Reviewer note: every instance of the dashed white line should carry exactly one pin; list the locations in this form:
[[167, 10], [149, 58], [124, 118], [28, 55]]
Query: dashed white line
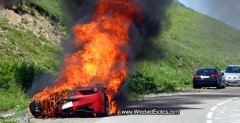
[[214, 108], [221, 103], [209, 116], [209, 121]]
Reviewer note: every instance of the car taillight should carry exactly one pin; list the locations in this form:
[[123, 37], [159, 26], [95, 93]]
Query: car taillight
[[196, 76], [95, 89], [214, 75]]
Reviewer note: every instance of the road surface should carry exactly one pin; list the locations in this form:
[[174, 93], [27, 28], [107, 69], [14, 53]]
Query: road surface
[[209, 106]]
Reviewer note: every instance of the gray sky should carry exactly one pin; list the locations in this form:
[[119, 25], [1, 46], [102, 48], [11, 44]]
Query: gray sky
[[227, 11]]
- - - - - - -
A word-for-word restatement of the lines running from the one with "[[174, 93], [27, 28], [107, 69], [14, 53]]" to the last line of the records is the whole answer.

[[174, 93], [27, 28], [107, 69], [14, 53]]
Query: road surface
[[209, 106]]
Reviewer note: every instance of the gray sky should carry exactly one pin; list the locations in this form:
[[119, 25], [1, 46], [102, 48], [11, 44]]
Query: gray sky
[[227, 11]]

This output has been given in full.